Cuando se repasan los acontecimientos políticos de los últimos años, se llega a la conclusión que el movimiento peronista, bajo sus distintas vertientes, nos tuvo amarrados a líderes cuasi mesiánicos que hicieron cualquier cosa que conviniera a sus propósitos de dominación y enriquecimiento personal.
Lo increíble es que muchas de sus barrabasadas y tropelías instrumentales se fueron contagiando al resto de los partidos políticos.
¿Seremos todos peronistas emocionales sin saberlo, como dijo alguna vez Juan Domingo Perón guiñando un ojo a sus interlocutores?
¿O víctimas de una era política caracterizada por un populismo que terminó ahogando nuestra libertad para ponernos al servicio de decisiones autoritarias de los líderes políticos de turno?
Porque el discurso que alumbró el “león herbívoro” cuando adoctrinaba a su tropa adicta –y por carambola a toda la sociedad-, consistió en imprimir a fuego en la conciencia de la gente la conveniencia de fortalecer una verticalidad irrestricta que se rindiese –por su propio bien (¿)-, a los pies de un régimen benefactor, condenando de paso a cualquier adversario político como si fuese un enemigo a ser aniquilado.
Todavía resuena en nuestros oídos una sentencia cuasi guerrera del General ante algunos enfrentamientos de su época: “por cada uno de los nuestros que caiga, caerán cinco de ellos”.
¿Ellos? ¿Quiénes? Pues simplemente quienes nunca quisimos que se conspirara contra la esencia de una democracia institucional dentro de un régimen de libertad, convirtiendo a la sociedad en una unidad básica “justicialista” (¿) inspirada en los fundamentos del fascismo populista europeo.
El personalismo que profesan sin disimulo estos líderes de pacotilla, los moviliza para llevarse todo por delante; y en caso de no recibir la preferencia popular, luchan para socavar – mediante tácticas arteras-, la credibilidad de quienes nos negamos a aceptar sus propuestas estrafalarias, esperando agazapados nuevas oportunidades para presentarse con los mismos argumentos y su habitual “cara de piedra”.
Mucho se ha hablado del síndrome de Estocolmo y la facilidad con que ciertas vilezas crean un sentimiento de dependencia entre presos y carceleros.
Esto explicaría de algún modo cómo hemos llegado a construir un país ingobernable, azotado por discursos mendaces e inconsistentes que nos han puesto a la deriva, y luego de cada fracaso nos retornan a la misma trocha barrosa por la que nos transportamos hacia un futuro de miserias y frustraciones.
━━━━
> **LAS TAREAS**:
(1) Según el texto sobre el peronismo, ¿qué explicaría de algún modo cómo se llegó a construir un país ingobernable? Responde en una a tres oraciones.
(2) Copia de nuevo el fragmento del texto sobre el peronismo que empieza con "Porque el discurso" y sigue hasta "a ser aniquilado.", cambiando "tropa adicta" por "militancia fiel".
━━━━
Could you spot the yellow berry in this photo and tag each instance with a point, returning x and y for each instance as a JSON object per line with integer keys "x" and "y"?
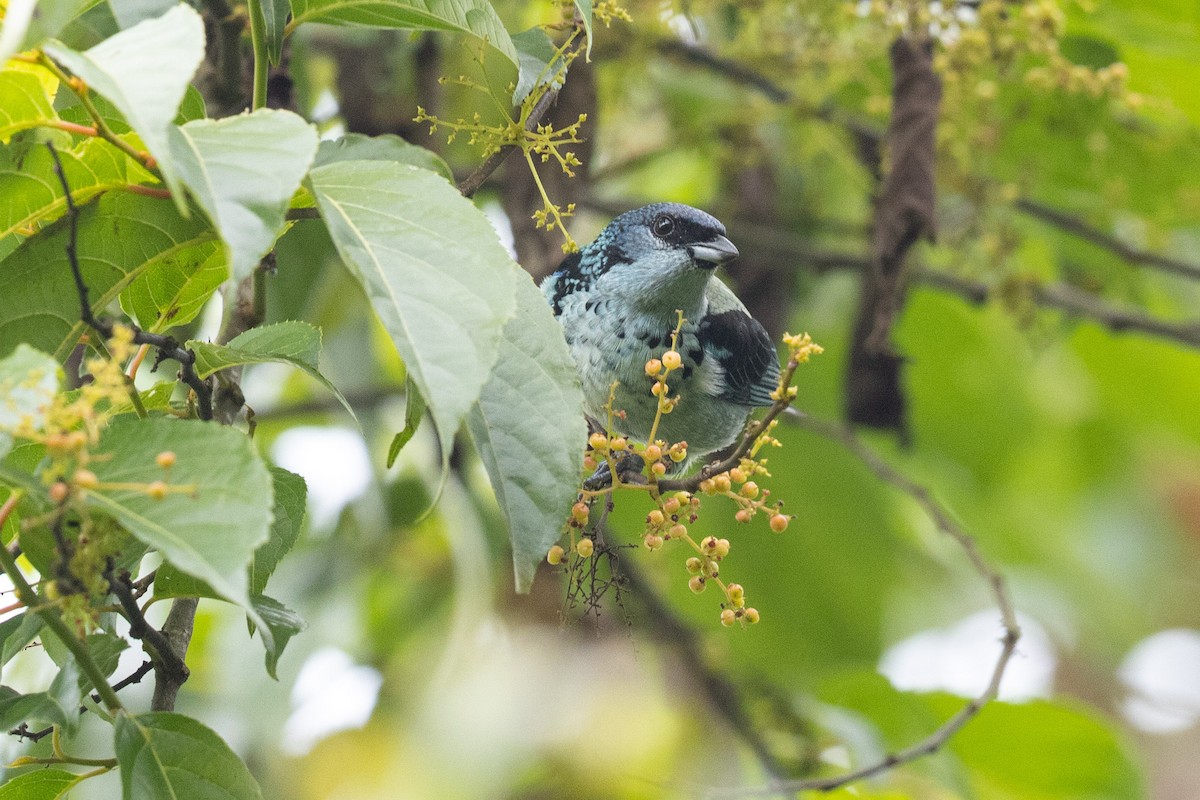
{"x": 85, "y": 479}
{"x": 59, "y": 492}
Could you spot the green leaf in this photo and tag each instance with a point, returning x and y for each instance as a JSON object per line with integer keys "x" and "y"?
{"x": 275, "y": 17}
{"x": 291, "y": 505}
{"x": 219, "y": 512}
{"x": 388, "y": 146}
{"x": 40, "y": 785}
{"x": 291, "y": 497}
{"x": 165, "y": 755}
{"x": 144, "y": 71}
{"x": 41, "y": 707}
{"x": 475, "y": 18}
{"x": 414, "y": 409}
{"x": 534, "y": 53}
{"x": 243, "y": 170}
{"x": 17, "y": 632}
{"x": 283, "y": 624}
{"x": 291, "y": 342}
{"x": 1063, "y": 752}
{"x": 433, "y": 270}
{"x": 175, "y": 292}
{"x": 529, "y": 428}
{"x": 29, "y": 380}
{"x": 30, "y": 192}
{"x": 291, "y": 494}
{"x": 585, "y": 8}
{"x": 120, "y": 235}
{"x": 23, "y": 103}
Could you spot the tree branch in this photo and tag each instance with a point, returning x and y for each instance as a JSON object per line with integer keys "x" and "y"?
{"x": 168, "y": 348}
{"x": 946, "y": 523}
{"x": 1077, "y": 227}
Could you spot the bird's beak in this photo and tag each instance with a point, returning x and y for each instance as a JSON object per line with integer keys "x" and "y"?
{"x": 714, "y": 252}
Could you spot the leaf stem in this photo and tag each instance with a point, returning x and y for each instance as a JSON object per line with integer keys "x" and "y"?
{"x": 258, "y": 40}
{"x": 53, "y": 619}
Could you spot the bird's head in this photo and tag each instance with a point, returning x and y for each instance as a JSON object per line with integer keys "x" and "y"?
{"x": 660, "y": 254}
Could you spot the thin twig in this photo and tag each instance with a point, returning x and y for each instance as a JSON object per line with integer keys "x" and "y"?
━━━━
> **RESPUESTAS DADAS**:
(1) Lo explicaría el síndrome de Estocolmo, es decir, la facilidad con que ciertas vilezas crean un sentimiento de dependencia entre presos y carceleros. Así se habría llegado a un país azotado por discursos mendaces e inconsistentes que lo han puesto a la deriva.

(2)
Porque el discurso que alumbró el “león herbívoro” cuando adoctrinaba a su militancia fiel –y por carambola a toda la sociedad-, consistió en imprimir a fuego en la conciencia de la gente la conveniencia de fortalecer una verticalidad irrestricta que se rindiese –por su propio bien (¿)-, a los pies de un régimen benefactor, condenando de paso a cualquier adversario político como si fuese un enemigo a ser aniquilado.